Exercise instructions: Retype, exactly as they appear below, the lines between the line holding "Target: sheep's white face" and the line holding "Target: tall dry grass", both ends included.

== Segment start ==

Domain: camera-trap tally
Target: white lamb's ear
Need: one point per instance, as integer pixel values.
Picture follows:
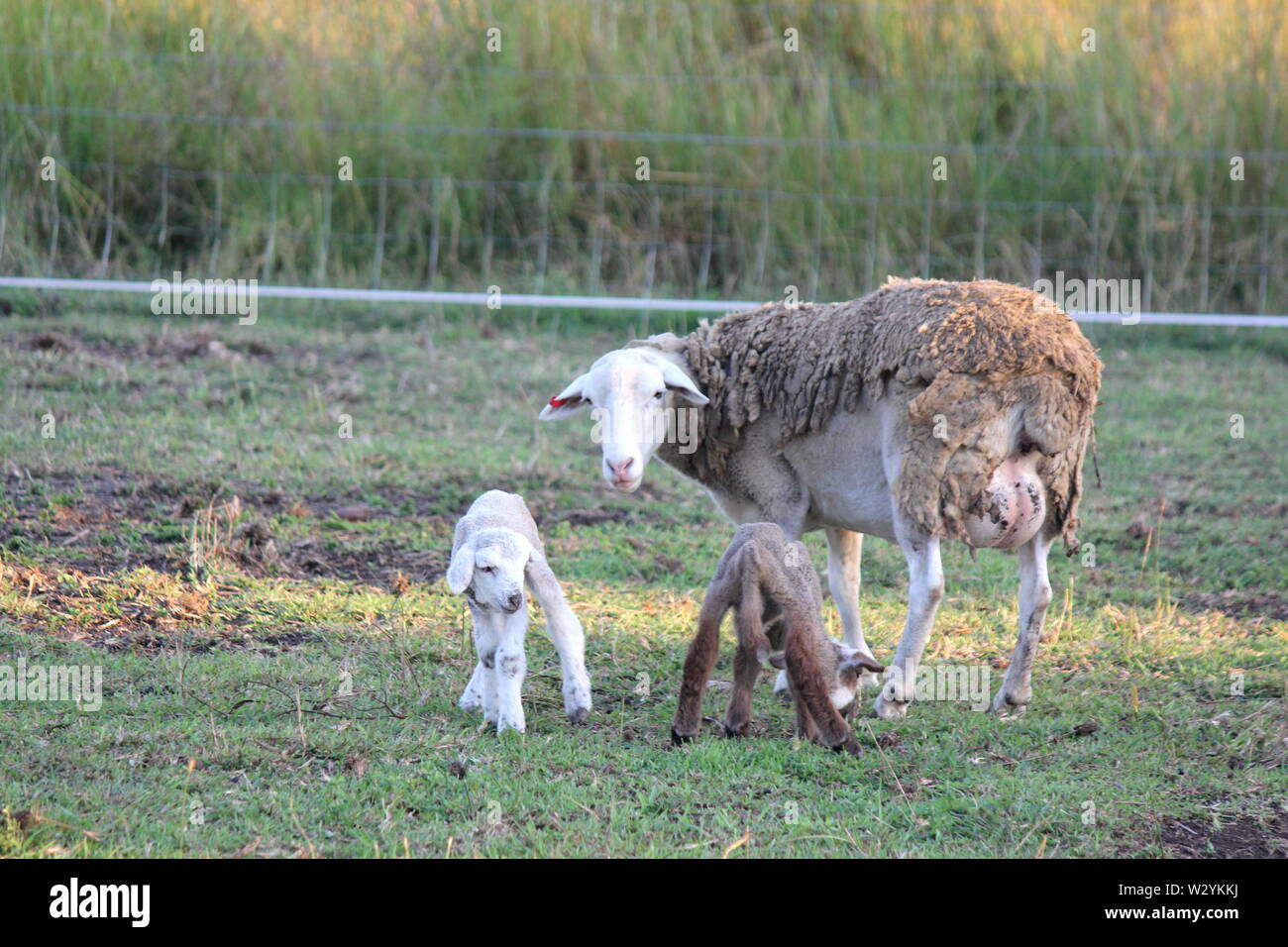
(683, 385)
(567, 402)
(460, 571)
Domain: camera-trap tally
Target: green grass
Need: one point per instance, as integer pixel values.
(1109, 163)
(224, 728)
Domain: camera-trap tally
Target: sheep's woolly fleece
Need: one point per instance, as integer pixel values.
(969, 352)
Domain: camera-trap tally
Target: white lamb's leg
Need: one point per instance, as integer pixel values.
(844, 558)
(1034, 598)
(511, 665)
(568, 637)
(487, 628)
(472, 697)
(925, 590)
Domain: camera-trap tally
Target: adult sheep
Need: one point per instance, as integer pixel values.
(922, 411)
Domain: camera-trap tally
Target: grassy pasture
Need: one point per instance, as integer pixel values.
(518, 166)
(198, 530)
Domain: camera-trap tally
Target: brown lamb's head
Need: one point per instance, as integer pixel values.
(842, 667)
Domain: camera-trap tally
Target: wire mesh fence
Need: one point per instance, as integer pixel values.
(658, 149)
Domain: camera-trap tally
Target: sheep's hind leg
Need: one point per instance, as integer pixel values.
(1034, 598)
(746, 664)
(925, 590)
(844, 561)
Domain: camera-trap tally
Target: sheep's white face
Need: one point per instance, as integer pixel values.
(632, 394)
(489, 570)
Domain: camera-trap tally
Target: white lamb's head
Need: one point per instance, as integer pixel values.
(488, 567)
(634, 395)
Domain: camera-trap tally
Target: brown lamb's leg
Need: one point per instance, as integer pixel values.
(698, 664)
(746, 660)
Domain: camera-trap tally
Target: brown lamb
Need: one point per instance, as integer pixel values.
(777, 602)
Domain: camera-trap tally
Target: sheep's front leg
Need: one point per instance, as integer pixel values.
(472, 698)
(844, 560)
(925, 590)
(482, 685)
(1034, 598)
(511, 665)
(568, 638)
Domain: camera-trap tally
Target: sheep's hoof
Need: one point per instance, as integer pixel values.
(890, 710)
(781, 686)
(1012, 703)
(503, 724)
(849, 745)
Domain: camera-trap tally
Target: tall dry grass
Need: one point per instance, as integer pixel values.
(768, 167)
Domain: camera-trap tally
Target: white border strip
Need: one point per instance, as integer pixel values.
(39, 282)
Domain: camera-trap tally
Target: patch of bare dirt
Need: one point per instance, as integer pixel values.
(166, 348)
(1243, 838)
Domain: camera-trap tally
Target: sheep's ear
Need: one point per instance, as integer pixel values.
(460, 571)
(568, 402)
(683, 385)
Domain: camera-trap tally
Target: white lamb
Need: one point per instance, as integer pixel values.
(497, 549)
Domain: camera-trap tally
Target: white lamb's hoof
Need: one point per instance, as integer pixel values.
(1012, 703)
(506, 723)
(890, 710)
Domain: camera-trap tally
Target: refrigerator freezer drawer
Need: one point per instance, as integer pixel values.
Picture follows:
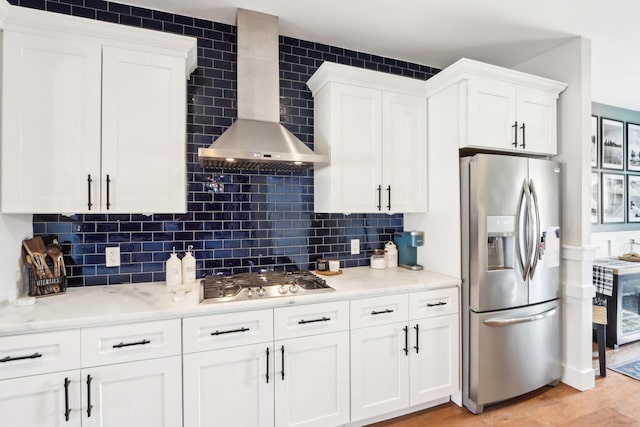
(512, 352)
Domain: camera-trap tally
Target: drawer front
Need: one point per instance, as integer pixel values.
(379, 310)
(126, 343)
(226, 330)
(433, 303)
(32, 354)
(312, 319)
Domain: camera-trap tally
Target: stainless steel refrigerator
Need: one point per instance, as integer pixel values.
(510, 277)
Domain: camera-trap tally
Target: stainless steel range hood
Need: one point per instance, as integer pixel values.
(256, 140)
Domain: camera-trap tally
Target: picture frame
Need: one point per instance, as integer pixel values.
(595, 198)
(611, 144)
(633, 147)
(633, 191)
(594, 141)
(613, 198)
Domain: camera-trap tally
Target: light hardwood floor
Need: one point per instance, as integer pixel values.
(615, 401)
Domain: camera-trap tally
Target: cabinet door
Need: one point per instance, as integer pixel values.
(404, 153)
(228, 387)
(379, 370)
(355, 149)
(40, 400)
(143, 132)
(50, 124)
(435, 363)
(144, 393)
(312, 380)
(491, 114)
(537, 111)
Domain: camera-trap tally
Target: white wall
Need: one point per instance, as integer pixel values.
(571, 63)
(13, 229)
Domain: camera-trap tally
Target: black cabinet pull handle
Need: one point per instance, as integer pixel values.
(89, 204)
(11, 359)
(389, 195)
(67, 411)
(322, 319)
(406, 340)
(232, 331)
(89, 405)
(435, 304)
(267, 365)
(128, 344)
(375, 313)
(108, 188)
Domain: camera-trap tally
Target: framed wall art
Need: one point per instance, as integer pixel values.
(633, 147)
(594, 141)
(595, 198)
(611, 144)
(613, 205)
(634, 198)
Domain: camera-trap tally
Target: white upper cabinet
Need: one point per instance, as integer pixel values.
(372, 128)
(94, 116)
(499, 109)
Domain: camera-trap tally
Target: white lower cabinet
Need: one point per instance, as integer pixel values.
(312, 380)
(398, 365)
(41, 400)
(144, 393)
(230, 387)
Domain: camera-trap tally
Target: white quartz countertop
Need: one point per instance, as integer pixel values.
(100, 305)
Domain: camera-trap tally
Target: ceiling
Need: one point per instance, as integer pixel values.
(438, 32)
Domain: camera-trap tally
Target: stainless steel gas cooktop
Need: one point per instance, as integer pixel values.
(270, 284)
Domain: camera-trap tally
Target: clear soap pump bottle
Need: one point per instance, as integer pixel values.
(188, 267)
(174, 270)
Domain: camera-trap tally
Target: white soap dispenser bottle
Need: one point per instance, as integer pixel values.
(174, 270)
(188, 267)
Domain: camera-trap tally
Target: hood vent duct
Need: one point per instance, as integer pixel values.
(256, 140)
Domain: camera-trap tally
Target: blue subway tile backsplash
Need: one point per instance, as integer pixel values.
(236, 221)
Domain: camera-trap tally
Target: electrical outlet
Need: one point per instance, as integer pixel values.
(355, 246)
(112, 256)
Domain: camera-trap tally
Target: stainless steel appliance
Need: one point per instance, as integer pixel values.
(511, 277)
(407, 243)
(269, 284)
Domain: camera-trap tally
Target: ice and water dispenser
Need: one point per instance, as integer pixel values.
(500, 241)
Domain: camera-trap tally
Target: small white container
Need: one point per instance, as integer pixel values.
(391, 255)
(173, 270)
(377, 260)
(188, 267)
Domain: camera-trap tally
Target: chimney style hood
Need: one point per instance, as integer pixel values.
(256, 140)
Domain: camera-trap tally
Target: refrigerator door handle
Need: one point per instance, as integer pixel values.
(519, 232)
(514, 320)
(536, 230)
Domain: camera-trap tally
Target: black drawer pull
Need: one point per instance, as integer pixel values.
(436, 304)
(67, 411)
(122, 344)
(89, 405)
(11, 359)
(232, 331)
(322, 319)
(388, 310)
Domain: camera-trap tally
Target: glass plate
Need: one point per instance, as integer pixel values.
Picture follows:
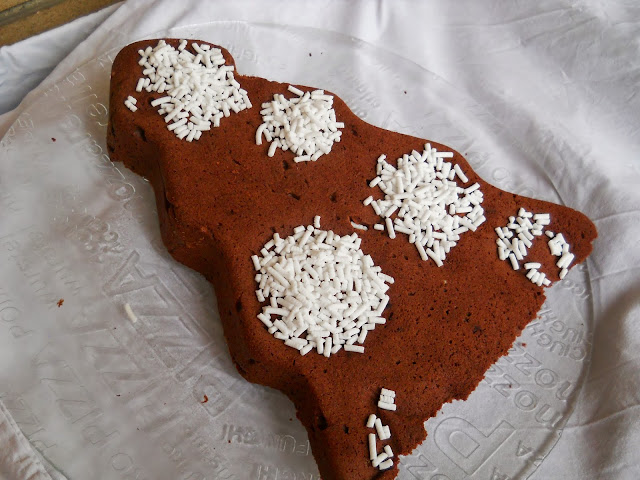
(100, 395)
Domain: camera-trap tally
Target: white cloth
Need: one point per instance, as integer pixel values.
(557, 72)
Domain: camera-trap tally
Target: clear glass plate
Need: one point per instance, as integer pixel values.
(102, 396)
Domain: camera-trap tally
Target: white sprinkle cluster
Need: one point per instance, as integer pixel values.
(305, 124)
(130, 103)
(423, 200)
(514, 239)
(560, 248)
(387, 399)
(323, 291)
(199, 89)
(381, 460)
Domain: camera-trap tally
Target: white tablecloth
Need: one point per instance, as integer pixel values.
(560, 72)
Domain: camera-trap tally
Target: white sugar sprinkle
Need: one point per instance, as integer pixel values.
(322, 289)
(522, 231)
(373, 454)
(371, 420)
(424, 201)
(305, 124)
(200, 88)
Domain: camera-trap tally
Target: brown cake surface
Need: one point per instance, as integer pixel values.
(221, 198)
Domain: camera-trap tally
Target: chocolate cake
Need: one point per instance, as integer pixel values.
(220, 199)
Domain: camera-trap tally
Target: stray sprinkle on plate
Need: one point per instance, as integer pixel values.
(381, 460)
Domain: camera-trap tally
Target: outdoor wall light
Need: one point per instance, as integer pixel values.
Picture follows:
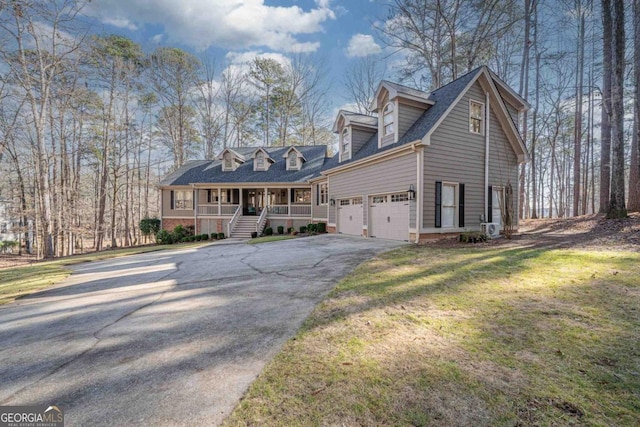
(411, 192)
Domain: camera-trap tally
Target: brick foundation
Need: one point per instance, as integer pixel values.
(170, 223)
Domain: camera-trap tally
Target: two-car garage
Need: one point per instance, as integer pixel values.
(388, 216)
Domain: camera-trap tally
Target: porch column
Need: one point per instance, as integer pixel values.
(195, 209)
(265, 198)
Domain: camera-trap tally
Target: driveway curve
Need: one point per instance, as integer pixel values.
(167, 338)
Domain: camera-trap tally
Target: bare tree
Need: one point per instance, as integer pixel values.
(634, 171)
(617, 207)
(361, 81)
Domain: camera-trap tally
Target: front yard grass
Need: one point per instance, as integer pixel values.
(424, 336)
(18, 282)
(266, 239)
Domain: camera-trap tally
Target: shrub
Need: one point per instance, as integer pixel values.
(149, 226)
(163, 237)
(473, 237)
(179, 232)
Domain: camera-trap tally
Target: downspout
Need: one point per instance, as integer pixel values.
(486, 157)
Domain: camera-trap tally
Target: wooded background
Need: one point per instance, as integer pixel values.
(89, 123)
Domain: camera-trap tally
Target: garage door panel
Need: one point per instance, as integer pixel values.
(350, 217)
(389, 217)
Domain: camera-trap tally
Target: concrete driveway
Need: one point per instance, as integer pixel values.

== Segment end ==

Written solution:
Target: sheep's white face
Need: one point per instance, as integer pixel values.
(632, 394)
(489, 570)
Domain: camera-trap tally
Target: white lamb's head
Need: one point per instance, as integer pixel values.
(488, 567)
(634, 395)
Domain: camera-trap tally
Target: brown lamb's leg
Need: one point per instance, as integer pixel values.
(698, 664)
(746, 660)
Domain: camera-trap tally
Target: brown lamb
Need: one point per instance, as integer pixel values.
(777, 602)
Domain: camera-trap tally
Target: sheep's front leg
Need: one point per instance, as integer pixel values.
(472, 698)
(844, 560)
(925, 590)
(482, 685)
(1034, 598)
(511, 665)
(568, 638)
Domain: camera-trap tally
Target: sheep's hoof
Need: one point per instance, as integer pixel values.
(890, 710)
(781, 686)
(1012, 703)
(503, 724)
(849, 745)
Domain: camera-trap tally
Target: tall dry grass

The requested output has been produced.